━━━ DOCUMENT SEGMENT

# ISO help/advice cooking a whole chicken



## Jenny N (Nov 8, 2011)

I am a newly wed and i am still learning really how to cook (even though im 30 lol) but i am baking a whole chicken for the first time tomorrow for dinner.   Does anyone have seguestions on how to cook it? i am looking for something simple to start with, like a basic Recipe would be great.  Thanks in advance


----------



## jennyema (Nov 8, 2011)

This is a simple and excellent recipe

Perfect Roast Chicken Recipe : Ina Garten : Food Network

I'd suggest using a slightly smaller chicken.

Skip the fennel if you dont like it.

You can use any herbs in the cavity.  I use parsley a lot.


----------



## Jenny N (Nov 8, 2011)

Thank you


----------



## CharlieD (Nov 8, 2011)

Depending on the chicken you have you might or may not want to add some fat. i.e. some butter or some mayo. Just rub it all over. Use the seasoning you like sprinkle all over the bird, put it on a oven rack or a bking sheet cover with foil, 400 deg for an hour, take the foil of for the last 15 minutes. Doesn't get any easier.

━━━━━━
━━━ DATASET EXTRACT

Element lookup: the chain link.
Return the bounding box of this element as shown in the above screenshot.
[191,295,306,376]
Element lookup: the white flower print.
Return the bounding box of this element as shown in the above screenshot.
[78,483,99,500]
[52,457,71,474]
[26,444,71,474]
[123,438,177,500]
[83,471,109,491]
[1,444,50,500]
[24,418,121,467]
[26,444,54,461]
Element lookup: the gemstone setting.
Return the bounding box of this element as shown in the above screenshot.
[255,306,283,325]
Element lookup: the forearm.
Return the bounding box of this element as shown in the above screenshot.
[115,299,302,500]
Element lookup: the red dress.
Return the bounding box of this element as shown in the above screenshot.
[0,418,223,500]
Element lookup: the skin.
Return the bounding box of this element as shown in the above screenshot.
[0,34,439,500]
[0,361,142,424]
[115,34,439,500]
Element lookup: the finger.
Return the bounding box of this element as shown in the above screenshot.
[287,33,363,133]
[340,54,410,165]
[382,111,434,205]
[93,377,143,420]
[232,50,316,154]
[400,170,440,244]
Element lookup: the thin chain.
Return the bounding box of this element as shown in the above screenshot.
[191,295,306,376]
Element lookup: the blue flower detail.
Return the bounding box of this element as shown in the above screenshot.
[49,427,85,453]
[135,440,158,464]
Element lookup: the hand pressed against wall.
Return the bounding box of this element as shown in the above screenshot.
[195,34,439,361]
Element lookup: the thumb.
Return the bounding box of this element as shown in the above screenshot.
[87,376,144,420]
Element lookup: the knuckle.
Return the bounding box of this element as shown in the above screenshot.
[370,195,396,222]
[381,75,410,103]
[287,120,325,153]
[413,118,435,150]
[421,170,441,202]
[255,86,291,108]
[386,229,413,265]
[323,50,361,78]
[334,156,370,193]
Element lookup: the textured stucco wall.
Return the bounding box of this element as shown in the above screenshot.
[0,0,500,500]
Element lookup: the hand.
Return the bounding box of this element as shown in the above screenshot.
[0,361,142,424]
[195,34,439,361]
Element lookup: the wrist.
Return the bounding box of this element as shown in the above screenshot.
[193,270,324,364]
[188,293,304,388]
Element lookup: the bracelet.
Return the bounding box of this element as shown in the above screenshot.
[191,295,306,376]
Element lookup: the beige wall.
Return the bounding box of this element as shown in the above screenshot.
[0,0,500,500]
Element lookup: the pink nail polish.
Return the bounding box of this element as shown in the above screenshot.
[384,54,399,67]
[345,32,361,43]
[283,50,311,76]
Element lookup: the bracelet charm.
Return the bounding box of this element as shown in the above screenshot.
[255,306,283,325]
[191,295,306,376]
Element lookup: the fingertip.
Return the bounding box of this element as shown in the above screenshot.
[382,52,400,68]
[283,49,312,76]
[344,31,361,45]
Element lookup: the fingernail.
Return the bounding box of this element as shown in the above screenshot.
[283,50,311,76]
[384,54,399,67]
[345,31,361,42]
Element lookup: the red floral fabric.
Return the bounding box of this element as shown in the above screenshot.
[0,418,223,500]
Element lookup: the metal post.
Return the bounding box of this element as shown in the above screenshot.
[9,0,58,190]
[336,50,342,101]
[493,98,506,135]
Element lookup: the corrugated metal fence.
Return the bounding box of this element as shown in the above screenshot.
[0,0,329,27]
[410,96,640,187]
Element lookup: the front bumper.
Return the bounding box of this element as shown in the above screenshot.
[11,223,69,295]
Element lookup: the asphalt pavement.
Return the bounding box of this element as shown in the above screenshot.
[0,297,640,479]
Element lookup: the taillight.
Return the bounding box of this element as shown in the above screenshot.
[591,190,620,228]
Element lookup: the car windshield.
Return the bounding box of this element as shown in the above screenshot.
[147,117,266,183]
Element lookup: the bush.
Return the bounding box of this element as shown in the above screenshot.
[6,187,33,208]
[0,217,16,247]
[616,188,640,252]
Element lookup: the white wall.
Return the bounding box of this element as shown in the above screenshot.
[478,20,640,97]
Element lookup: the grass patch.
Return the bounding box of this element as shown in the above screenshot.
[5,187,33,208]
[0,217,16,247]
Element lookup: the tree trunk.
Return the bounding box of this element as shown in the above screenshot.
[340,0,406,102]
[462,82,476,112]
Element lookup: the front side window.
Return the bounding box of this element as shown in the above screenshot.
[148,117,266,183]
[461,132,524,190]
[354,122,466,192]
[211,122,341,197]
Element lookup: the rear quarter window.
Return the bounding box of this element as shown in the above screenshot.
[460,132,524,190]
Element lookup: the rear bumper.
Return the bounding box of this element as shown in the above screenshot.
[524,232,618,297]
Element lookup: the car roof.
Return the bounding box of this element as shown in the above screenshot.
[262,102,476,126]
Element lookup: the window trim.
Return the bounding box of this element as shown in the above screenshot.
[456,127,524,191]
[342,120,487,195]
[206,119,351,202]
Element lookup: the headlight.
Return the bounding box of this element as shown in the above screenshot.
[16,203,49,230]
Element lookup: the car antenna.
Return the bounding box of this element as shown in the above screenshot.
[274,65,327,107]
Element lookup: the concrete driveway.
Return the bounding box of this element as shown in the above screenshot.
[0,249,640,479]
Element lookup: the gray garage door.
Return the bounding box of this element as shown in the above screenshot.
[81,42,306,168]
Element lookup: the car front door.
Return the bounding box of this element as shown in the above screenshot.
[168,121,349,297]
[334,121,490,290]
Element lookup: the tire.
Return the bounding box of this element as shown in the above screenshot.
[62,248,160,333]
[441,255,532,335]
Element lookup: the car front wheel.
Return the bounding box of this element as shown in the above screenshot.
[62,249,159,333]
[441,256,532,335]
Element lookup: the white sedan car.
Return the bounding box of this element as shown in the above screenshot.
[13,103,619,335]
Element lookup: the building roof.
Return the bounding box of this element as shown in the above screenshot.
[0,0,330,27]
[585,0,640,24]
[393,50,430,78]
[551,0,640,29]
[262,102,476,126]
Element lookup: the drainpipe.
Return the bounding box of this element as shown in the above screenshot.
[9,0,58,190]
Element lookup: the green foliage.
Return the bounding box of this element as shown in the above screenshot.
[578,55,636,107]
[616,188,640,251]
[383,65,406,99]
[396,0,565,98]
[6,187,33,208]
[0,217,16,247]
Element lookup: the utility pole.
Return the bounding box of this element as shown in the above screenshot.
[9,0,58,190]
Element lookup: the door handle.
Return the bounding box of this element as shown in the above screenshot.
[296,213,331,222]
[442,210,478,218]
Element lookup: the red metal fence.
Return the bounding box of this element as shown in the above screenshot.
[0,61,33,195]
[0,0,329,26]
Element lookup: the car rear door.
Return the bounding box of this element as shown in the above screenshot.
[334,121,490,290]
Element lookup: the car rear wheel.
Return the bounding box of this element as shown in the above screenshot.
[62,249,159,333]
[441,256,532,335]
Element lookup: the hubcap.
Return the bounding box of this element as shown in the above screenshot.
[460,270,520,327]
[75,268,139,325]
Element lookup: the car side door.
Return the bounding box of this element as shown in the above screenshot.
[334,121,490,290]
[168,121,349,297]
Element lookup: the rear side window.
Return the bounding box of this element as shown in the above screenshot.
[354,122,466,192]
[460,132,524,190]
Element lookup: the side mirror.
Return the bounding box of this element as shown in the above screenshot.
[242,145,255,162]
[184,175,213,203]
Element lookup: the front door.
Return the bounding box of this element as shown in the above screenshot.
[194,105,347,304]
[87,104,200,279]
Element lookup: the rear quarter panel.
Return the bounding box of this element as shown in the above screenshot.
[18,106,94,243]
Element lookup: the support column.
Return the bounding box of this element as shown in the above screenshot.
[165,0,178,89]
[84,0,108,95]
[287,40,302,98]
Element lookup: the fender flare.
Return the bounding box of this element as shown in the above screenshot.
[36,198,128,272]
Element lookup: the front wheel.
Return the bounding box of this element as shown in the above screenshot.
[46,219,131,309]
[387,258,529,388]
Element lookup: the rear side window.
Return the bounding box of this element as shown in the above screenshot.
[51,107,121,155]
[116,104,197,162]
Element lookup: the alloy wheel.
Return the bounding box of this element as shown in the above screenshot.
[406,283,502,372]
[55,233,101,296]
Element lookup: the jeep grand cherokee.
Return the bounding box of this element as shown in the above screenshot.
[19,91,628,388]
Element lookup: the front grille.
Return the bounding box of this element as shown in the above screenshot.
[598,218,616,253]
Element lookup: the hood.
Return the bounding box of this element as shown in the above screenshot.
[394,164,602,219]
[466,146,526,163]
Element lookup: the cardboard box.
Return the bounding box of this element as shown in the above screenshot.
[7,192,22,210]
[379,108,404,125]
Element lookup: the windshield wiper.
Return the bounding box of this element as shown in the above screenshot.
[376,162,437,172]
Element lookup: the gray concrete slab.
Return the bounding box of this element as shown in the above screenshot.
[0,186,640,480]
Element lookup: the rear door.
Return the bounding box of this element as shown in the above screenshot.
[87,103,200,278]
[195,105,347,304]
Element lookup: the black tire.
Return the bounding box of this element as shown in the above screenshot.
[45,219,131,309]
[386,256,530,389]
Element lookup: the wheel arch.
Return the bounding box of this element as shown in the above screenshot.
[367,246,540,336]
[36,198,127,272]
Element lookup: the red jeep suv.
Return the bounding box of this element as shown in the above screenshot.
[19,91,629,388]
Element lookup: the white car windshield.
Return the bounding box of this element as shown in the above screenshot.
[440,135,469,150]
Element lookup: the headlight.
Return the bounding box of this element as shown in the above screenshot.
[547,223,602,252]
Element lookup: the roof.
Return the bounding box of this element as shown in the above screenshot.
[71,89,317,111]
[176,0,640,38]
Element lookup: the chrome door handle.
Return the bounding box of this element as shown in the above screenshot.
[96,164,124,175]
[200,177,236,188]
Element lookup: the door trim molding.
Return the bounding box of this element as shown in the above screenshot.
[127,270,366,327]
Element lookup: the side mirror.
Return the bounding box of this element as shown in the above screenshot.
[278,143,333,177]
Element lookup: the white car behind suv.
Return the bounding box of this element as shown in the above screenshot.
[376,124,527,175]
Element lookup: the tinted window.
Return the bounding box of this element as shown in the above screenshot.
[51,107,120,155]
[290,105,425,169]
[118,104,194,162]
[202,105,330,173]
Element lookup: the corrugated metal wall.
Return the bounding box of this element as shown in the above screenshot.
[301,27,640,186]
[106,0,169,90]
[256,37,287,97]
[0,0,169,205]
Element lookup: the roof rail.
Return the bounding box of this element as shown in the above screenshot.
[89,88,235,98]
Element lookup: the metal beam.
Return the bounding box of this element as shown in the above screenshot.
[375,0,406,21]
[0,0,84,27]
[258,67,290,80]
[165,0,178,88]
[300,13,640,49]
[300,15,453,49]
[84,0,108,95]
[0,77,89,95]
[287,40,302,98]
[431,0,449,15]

━━━━━━

WRITTEN INSTRUCTION A
Put the records starting at the line that contains "Element lookup: the knuckle." and ending at the line that contains "[344,31,361,45]" into a numbered list, leaving out blank lines and everything else.
WRITTEN INSTRUCTION B
Write what comes next in the thread about roasting a whole chicken, picking up right after its final post.

TASK ANSWER A
1. Element lookup: the knuckle.
2. Return the bounding box of this element as shown in the above screenshot.
3. [370,195,396,222]
4. [381,75,410,103]
5. [287,120,325,153]
6. [413,118,435,150]
7. [421,170,441,202]
8. [255,86,291,108]
9. [386,229,413,265]
10. [323,50,361,78]
11. [334,156,370,193]
12. Element lookup: the textured stucco wall.
13. Return the bounding box of this element as shown in the above screenshot.
14. [0,0,500,500]
15. Element lookup: the hand.
16. Return the bounding box of this element as shown in the above screenshot.
17. [0,361,142,424]
18. [195,34,439,361]
19. Element lookup: the wrist.
20. Return the bounding box of this element as shown in the above screenshot.
21. [193,270,324,364]
22. [188,293,304,388]
23. Element lookup: the bracelet.
24. Return the bounding box of this element as shown in the above screenshot.
25. [191,295,306,376]
26. Element lookup: the beige wall.
27. Return the bounding box of this element as shown in the above screenshot.
28. [0,0,500,500]
29. Element lookup: the pink nail polish.
30. Return the bounding box of this element as shown in the above screenshot.
31. [384,54,399,67]
32. [345,32,361,43]
33. [283,50,311,76]
34. Element lookup: the bracelet charm.
35. Return the bounding box of this element as shown in the above screenshot.
36. [255,306,283,325]
37. [191,295,306,376]
38. Element lookup: the fingertip.
39. Return the bounding box of this element as shown in the above screenshot.
40. [382,52,400,68]
41. [283,49,312,76]
42. [344,31,361,45]

TASK ANSWER B
----------



## ChefJune (Nov 8, 2011)

I know this recipe is on this site somewhere... Did you do a search for a Roast Chicken recipe?

*Perfect Roast Chicken*
A properly roasted chicken is so easy to prepare, and always SO delicious ­ brown, crispy skin and juicy, succulent meat.  And it makes the house smell SO good!  
4 to 6 servings, depending upon what you serve with it
1 free-range roasting chicken (5 to 6 pounds)
2 tablespoons extra virgin olive oil
Sea salt & freshly ground pepper to taste
2 whole heads plump fresh garlic, unpeeled, cut in half horizontally
several sprigs of fresh rosemary
several sprigs of fresh thyme
several sprigs of fresh marjoram
several sprigs of fresh lavender greens (if you can find a plant)
1 cup cold water or white wine (to baste the chicken)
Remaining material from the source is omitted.